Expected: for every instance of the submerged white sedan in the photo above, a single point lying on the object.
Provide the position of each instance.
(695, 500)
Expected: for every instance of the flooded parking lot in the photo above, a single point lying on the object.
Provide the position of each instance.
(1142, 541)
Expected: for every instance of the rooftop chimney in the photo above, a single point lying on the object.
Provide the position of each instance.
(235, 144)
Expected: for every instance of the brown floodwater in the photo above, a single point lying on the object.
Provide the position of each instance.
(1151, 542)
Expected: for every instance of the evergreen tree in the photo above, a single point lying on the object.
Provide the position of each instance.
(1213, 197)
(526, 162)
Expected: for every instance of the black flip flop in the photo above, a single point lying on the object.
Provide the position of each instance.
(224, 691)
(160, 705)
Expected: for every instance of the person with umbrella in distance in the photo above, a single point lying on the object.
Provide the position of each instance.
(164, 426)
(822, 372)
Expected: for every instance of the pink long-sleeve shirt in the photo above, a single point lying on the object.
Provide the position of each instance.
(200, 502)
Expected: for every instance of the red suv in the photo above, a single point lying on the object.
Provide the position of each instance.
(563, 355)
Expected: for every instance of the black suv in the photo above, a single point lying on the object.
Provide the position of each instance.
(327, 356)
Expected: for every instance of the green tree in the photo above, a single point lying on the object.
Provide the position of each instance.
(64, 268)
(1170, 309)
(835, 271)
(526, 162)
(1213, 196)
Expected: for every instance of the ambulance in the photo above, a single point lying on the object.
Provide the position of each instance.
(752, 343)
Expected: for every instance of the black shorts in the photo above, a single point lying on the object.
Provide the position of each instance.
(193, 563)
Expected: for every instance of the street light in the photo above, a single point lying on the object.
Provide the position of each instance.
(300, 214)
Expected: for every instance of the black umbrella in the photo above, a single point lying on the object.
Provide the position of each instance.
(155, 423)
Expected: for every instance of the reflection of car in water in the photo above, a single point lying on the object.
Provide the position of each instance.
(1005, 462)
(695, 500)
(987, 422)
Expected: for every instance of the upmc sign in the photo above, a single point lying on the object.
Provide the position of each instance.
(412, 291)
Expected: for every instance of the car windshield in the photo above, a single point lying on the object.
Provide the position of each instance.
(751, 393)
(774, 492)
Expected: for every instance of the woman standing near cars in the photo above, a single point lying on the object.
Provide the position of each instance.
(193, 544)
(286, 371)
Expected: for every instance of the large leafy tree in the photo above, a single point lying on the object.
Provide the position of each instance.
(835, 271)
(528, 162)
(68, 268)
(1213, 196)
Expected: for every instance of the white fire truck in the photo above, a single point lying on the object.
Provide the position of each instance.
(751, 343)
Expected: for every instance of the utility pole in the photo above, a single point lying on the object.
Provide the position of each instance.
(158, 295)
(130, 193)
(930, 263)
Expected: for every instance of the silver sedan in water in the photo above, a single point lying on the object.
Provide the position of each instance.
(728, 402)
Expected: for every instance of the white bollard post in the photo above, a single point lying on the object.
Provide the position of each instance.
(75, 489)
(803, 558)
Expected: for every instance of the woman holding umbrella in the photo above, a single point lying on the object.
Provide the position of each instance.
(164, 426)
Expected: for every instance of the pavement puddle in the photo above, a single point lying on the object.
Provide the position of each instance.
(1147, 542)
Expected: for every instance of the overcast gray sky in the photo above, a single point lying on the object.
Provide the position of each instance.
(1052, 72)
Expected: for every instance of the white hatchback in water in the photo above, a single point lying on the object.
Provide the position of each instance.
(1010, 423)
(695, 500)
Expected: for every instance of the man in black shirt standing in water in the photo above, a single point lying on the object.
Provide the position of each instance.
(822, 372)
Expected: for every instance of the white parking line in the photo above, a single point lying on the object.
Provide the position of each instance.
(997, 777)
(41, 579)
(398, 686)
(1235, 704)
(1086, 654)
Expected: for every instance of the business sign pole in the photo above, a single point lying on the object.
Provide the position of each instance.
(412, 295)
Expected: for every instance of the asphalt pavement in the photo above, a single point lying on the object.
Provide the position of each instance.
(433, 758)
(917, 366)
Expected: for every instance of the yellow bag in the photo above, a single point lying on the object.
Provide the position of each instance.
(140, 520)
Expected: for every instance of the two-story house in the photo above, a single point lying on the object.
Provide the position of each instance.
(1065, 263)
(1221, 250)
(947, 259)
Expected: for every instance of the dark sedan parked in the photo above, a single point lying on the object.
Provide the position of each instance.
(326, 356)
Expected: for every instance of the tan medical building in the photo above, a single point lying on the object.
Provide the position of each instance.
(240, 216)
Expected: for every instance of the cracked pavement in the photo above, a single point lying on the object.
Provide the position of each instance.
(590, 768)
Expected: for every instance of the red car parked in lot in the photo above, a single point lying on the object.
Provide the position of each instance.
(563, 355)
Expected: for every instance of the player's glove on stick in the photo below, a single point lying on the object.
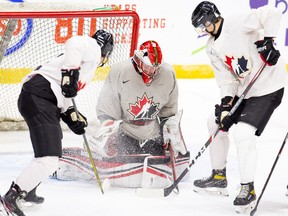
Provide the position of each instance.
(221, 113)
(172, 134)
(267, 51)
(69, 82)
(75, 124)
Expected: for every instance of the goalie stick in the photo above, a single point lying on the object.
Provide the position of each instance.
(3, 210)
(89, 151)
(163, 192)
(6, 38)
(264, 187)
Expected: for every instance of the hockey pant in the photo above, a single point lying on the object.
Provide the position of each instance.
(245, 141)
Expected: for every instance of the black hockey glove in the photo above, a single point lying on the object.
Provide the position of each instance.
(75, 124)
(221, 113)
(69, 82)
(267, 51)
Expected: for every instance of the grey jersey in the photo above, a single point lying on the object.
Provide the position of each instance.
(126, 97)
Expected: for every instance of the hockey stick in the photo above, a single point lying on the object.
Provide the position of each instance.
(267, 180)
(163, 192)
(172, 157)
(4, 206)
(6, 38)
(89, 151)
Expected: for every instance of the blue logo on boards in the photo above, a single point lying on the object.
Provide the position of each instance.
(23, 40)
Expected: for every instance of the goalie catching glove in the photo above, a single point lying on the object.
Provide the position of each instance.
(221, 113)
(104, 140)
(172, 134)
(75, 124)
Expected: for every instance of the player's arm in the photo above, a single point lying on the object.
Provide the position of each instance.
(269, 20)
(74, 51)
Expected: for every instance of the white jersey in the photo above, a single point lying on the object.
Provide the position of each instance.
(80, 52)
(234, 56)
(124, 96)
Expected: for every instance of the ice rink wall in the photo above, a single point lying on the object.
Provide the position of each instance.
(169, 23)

PROBLEM REQUIREMENTS.
Reproduce every record above word for word, keeping each line in its original order. Leave the pictures out of your answer.

WRITTEN ANSWER.
Expected: for every instance of the submerged white sedan in the photo above, a single point lying on the object.
Provide the position of each instance.
(695, 500)
Expected: for every instance of the flooded parking lot in the photo above, a single point lying on the object.
Provide the position of each instance.
(1142, 541)
Expected: for every instance of the rooftop chimney in the photo above, a single point lying on the object.
Provide the position of each instance.
(235, 144)
Expected: for every instance of the brown floodwater in the photo above, a single point lying on the object.
Provide the position of each instance.
(1151, 542)
Expected: for every instance of the evergreen tree in the photo above, a single point lying on the object.
Provide the position of each instance.
(1213, 197)
(526, 162)
Expected: for every instance of the black flip flop in the photo above, a single point lying on the object.
Provide the position of each instance.
(224, 691)
(160, 705)
Expected: for every instance of the person with umbrella in distance in the photo above, a single point lying on the object.
Provide the position of each instance.
(164, 426)
(822, 372)
Expected: for every instance of the pink long-sleeve shirt in the photo above, a single point lying on the object.
Provide the position of each instance.
(200, 502)
Expected: for every instance of the red suv in the photo above, a single point lying on the object.
Provide the position of each instance.
(563, 355)
Expected: for every instance of the black suv in the photo above, a single point lying on the object.
Provide the position of each instance.
(327, 356)
Expected: for every instance of the green tree in the photo above, a single point lying on the object.
Provide the position of each instance.
(64, 268)
(1170, 309)
(835, 271)
(526, 162)
(1213, 196)
Expected: for every instance of the ambulance in the photo above, a single point lying on the object.
Provide the position of each instance.
(752, 343)
Expected: for every instance of the black shorts in the photo above, a single point lying on the object.
Provide the position of each instance.
(193, 563)
Expected: for every instance of the street light in the photo above, a single point lying on the object.
Provide the position of each instance.
(300, 214)
Expected: for every instance of the black umbrella in the photo above, a single point lying on the object.
Provide the position of each instance.
(155, 423)
Expected: for every instance of the reflection of car in water in the photo above, a single point lying on the object.
Provide the position of each instance.
(1005, 462)
(695, 500)
(987, 422)
Expected: for every instance of the upmc sign in the photo above, a single point lying on the object.
Provide the position of each instance.
(412, 291)
Expected: for every instance of the car windshield in the photo above, a single point lying on the object.
Provide the position of each instance.
(751, 393)
(774, 492)
Expected: for every instance of the woman standing near cars in the photo above, a single point lying on the object.
Provide the position of each instance.
(193, 544)
(286, 371)
Expected: for every instance of the large leafy tree in the photo above, a single point lying on the object.
Provide the position of each instance.
(835, 271)
(528, 162)
(68, 268)
(1213, 196)
Expected: for every instance of the white fire truck in the photo above, a single point lying on the object.
Provide the position of each instance.
(751, 343)
Expected: for every instance of the utility pole in the photo above, a single point lying on the object.
Provide the position of each instance.
(158, 295)
(130, 193)
(930, 263)
Expected: for every instance of the silver sedan in water in the photo above, a single point lying on the object.
Provide the position of each instance.
(728, 402)
Expected: for every instance of the white bollard post in the photo above, a single point lying on the object.
Provide the position of each instance.
(75, 489)
(803, 558)
Expected: for every instance of the woman holding umbrella in the photo above, a single point lying on the object.
Provide the position of each instance.
(164, 426)
Expected: for every instance of the pavement puddle in the photo above, a single point lying on the object.
Provide the position of each instance.
(1147, 542)
Expected: for every instance of the overcast gray sky in the photo above, a single point lying on the object.
Provide the position of each instance.
(1052, 72)
Expected: for every instance of the white hatchback in water in the photo above, a single point lying on the object.
Provide the position of each instance.
(1010, 423)
(695, 500)
Expected: for every instance of the man in black shirt standing in water in the photo above, a single point lying on the object.
Provide the position of each instance.
(822, 372)
Expected: for every instance of the white parking line in the photo above, a single point lying on the object.
Provide the position of each instance.
(997, 777)
(41, 579)
(398, 686)
(1235, 704)
(1086, 654)
Expected: for every instance of the business sign pole in the photo above, a single point lying on the object.
Provide the position of each instance.
(412, 295)
Expected: for every instance of the asphalt pavement in the photo above, a single point lying on the object.
Provide the position of each instance.
(433, 758)
(917, 366)
Expected: for every instance of the yellow bag in the photo above, a single point lying on the object.
Provide the position of each instance.
(140, 520)
Expected: for every instance of the two-story house in the photo above, a single point lying on the object.
Provide the position of each instance.
(1065, 263)
(1221, 250)
(947, 259)
Expected: for every instance of the dark sedan parked in the photo above, a single point lying on the object.
Provide the position of each instance.
(326, 356)
Expected: for every instance of the tan medical building in the photo above, a single point lying on the object.
Provide the position of each instance.
(240, 216)
Expected: for every instance of the cracked pavement in the photo above, a single point lying on the object.
Provide the position of each instance.
(590, 768)
Expected: for every instance of the red car parked in lot in the photo above, a single point lying on the object.
Provide the position of each instance.
(563, 355)
Expected: for every instance of the player's glove on stick in the photo below, a single point lying on the object.
Provide the position of each instance.
(221, 113)
(172, 134)
(267, 51)
(69, 82)
(75, 124)
Expected: for every instance of the goalie stick in the photo above, a single point lying on the object.
Provide the position of each instance.
(3, 210)
(89, 151)
(163, 192)
(6, 38)
(264, 187)
Expected: for every instance of the hockey pant in the photo above, a single point lying on the object.
Provide the position of each instance.
(245, 141)
Expected: for every instance of the black hockey glove in the photo above, a single point lying on the object.
Provide the position of each instance.
(75, 124)
(221, 113)
(69, 82)
(267, 51)
Expected: for every instance of the grey jersey in the photo above, a single point lying on the object.
Provide the position of each instance.
(126, 97)
Expected: for every instance of the hockey stick in the photo above, a single point lying on the object.
Provide the position of each instance.
(267, 180)
(163, 192)
(172, 157)
(4, 206)
(6, 38)
(89, 151)
Expected: for every instance of the blue logo on boards in the photo above, a single point lying on the object.
Provide the position of each instance.
(23, 40)
Expected: for every instance of the goalie catching glove in the photo above, a single point lying on the object.
Provide the position of each instance.
(221, 113)
(104, 140)
(172, 134)
(75, 124)
Expected: for every instance of the player's arm in the photo above, a single point lying on the object.
Provide the position of each instance.
(269, 20)
(74, 51)
Expected: for every instance of the white jersey in the photo above, a single point lying on the object.
Provide the position of each instance.
(80, 52)
(234, 56)
(124, 96)
Expected: for every instance of the ice rink wall in the photo above, a single point lying on the object.
Provide the position of each instance.
(169, 23)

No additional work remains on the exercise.